• _Problem requirements_: Convert all the entries below into a two-column CSV with the columns entry_text and answer, one row per entry. Put each entry's text and its answer in their own quoted fields, with line breaks replaced by spaces.

begin The data

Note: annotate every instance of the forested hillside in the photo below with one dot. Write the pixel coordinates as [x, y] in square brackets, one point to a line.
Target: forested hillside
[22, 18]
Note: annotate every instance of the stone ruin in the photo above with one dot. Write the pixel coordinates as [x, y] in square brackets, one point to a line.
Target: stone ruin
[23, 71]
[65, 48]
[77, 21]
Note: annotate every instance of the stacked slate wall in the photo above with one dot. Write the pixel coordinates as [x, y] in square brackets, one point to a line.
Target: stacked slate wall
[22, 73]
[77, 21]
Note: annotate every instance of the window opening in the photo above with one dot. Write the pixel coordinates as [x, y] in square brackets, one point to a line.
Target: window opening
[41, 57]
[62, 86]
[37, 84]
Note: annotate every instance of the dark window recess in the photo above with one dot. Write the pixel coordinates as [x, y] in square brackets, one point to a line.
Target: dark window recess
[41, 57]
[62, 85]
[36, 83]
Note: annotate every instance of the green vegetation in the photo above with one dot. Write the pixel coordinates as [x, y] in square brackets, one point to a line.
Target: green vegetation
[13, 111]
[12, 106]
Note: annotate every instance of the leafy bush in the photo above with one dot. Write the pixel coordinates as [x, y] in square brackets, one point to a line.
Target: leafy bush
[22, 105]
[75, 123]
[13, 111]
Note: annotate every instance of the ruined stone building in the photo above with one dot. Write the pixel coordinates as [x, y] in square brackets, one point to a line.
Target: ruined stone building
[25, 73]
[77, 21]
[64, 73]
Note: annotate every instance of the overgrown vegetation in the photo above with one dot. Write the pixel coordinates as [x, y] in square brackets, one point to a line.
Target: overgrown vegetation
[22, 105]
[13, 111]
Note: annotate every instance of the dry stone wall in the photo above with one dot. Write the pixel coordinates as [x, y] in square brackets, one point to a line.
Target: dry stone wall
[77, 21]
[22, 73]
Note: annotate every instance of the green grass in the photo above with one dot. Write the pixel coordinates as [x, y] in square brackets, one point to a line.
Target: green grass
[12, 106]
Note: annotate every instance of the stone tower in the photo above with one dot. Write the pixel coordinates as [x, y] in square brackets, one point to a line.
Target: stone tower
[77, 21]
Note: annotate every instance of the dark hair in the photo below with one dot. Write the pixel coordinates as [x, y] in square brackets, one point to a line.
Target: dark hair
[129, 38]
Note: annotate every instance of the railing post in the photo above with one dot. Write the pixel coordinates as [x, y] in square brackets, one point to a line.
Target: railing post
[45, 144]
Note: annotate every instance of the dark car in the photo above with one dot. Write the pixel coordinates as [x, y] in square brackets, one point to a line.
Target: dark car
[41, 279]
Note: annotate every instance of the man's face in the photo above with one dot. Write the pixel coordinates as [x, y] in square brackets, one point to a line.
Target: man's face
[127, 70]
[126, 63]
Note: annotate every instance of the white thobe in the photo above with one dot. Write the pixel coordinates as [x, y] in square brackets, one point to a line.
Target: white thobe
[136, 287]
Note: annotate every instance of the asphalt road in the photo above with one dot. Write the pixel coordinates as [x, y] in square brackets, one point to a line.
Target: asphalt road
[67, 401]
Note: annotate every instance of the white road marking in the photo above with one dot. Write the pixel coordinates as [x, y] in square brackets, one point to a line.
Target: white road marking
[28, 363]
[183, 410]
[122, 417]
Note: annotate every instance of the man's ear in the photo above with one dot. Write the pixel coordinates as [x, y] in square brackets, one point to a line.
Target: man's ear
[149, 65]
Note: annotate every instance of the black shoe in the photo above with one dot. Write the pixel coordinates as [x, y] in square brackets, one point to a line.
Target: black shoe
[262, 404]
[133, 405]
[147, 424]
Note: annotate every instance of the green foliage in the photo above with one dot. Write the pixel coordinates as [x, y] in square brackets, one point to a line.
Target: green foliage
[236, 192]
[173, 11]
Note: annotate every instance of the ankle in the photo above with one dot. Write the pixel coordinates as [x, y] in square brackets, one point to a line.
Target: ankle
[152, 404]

end The data

• _Written answer_:
entry_text,answer
"Note: annotate every instance of the forested hillside in the photo below with one dot. Write the pixel coordinates as [x, y] in square brackets, one point to a line. Target: forested hillside","[22, 18]"
"Note: annotate every instance of the stone ruin in the photo above with one dot. Write the pixel coordinates as [x, y] in square brackets, one point to a line. Target: stone ruin","[23, 71] [65, 48] [77, 21]"
"Note: annotate every instance of the stacked slate wall in the photo above with one dot. Write the pixel coordinates as [x, y] in square brackets, one point to a line. Target: stacked slate wall","[22, 73] [77, 21]"
"Note: annotate every instance of the window opening in the photo above with one dot. Write the pixel coordinates as [x, y] in square brackets, one point to a line. Target: window opening","[41, 57] [62, 86] [37, 84]"
"Note: annotate every instance of the dark window recess in the photo above with one dot. Write the pixel coordinates as [x, y] in square brackets, one point to a line. Target: dark window recess","[41, 57] [62, 85] [36, 83]"
"Note: annotate every instance of the green vegetation in the photo above with one dot. Write the pixel coordinates as [x, y] in square brackets, one point to a line. Target: green vegetation","[13, 111] [12, 106]"
"Note: annotate every instance of the leafy bush in the photo above with one dot. Write the pixel coordinates as [x, y] in square brackets, one point to a line. Target: leafy bush","[22, 105] [75, 123] [13, 111]"
"Note: annotate every instance of the ruined stone building in the photo above with one dot. Write the pixel coordinates as [x, y] in square brackets, one point to a line. Target: ruined stone building","[25, 73] [77, 21] [64, 73]"
"Note: annotate every instance of the overgrown vegetation in the photo above with one dot. Write the pixel coordinates as [x, y] in square brackets, one point to a line. Target: overgrown vegetation","[22, 105] [13, 111]"
"Note: annotate every instance of the dry stone wall in the photo above with one dot. Write the pixel coordinates as [x, y] in square brackets, one point to a line. Target: dry stone wall","[77, 21] [22, 73]"
"Note: annotate every instance of the green grass in the photo above with one dot. Write the pixel coordinates as [x, y] in square brackets, one point to a line. Target: green grass","[12, 106]"
"Note: annotate every instance of the stone tower in the photo above with one dot. Write the pixel coordinates as [x, y] in square brackets, one point to a line. Target: stone tower","[77, 21]"
"Note: annotate every instance of the dark hair in the photo below with one dot. Write the pixel coordinates as [x, y] in square brackets, one point to a line. Target: dark hair","[129, 38]"
"Note: annotate every instance of the railing post in the photo above with one dot. Write the pixel coordinates as [x, y] in square brackets, one point to a line. Target: railing post","[45, 144]"
"Note: annotate every instance of the dark car in the photo above with one dot. Write the pixel coordinates as [x, y] in square brackets, one point to a line. Target: dark car","[41, 279]"
"Note: annotate every instance of the man's face in the photo above with one dot. Write the pixel coordinates as [x, y] in square brackets, one point to a line. Target: man's face","[127, 70] [126, 63]"
"Note: annotate every instance of the white thobe in the photo above with one dot. Write the pixel coordinates as [x, y] in square brackets, one point to a line. Target: white thobe","[136, 287]"
"Note: annotate every instance of the asphalt road in the photo above with one dot. Write the pixel coordinates as [x, y] in square brackets, one point to a line. Target: asphalt road","[67, 401]"
"Note: annotate every instance of the white road marking in the photo above with one dot. Write the pixel coordinates as [x, y] in square brackets, one point to a line. Target: white road marking","[28, 363] [183, 410] [122, 417]"
"Note: annotate every instance of the man's ear in the photo above with one dot. Write the pixel coordinates as [x, y] in square brackets, one point to a line. Target: man's ear","[149, 65]"
"Note: annotate every instance of the black shoe in the photo above with one dot. Write the pixel coordinates as [x, y] in square brackets, one point to a line. Target: black shoe","[262, 404] [133, 405] [147, 424]"
"Note: annotate every instance of the green foliage in the photo above with one dot. Write the pixel coordinates as [x, y] in square brackets, one point to a line. Target: green foliage","[236, 192] [173, 11]"
"Note: annotate every instance of the ankle in the photo above with one dot. Write the pixel coordinates as [x, y] in square brackets, one point to a line. Target: ankle","[152, 404]"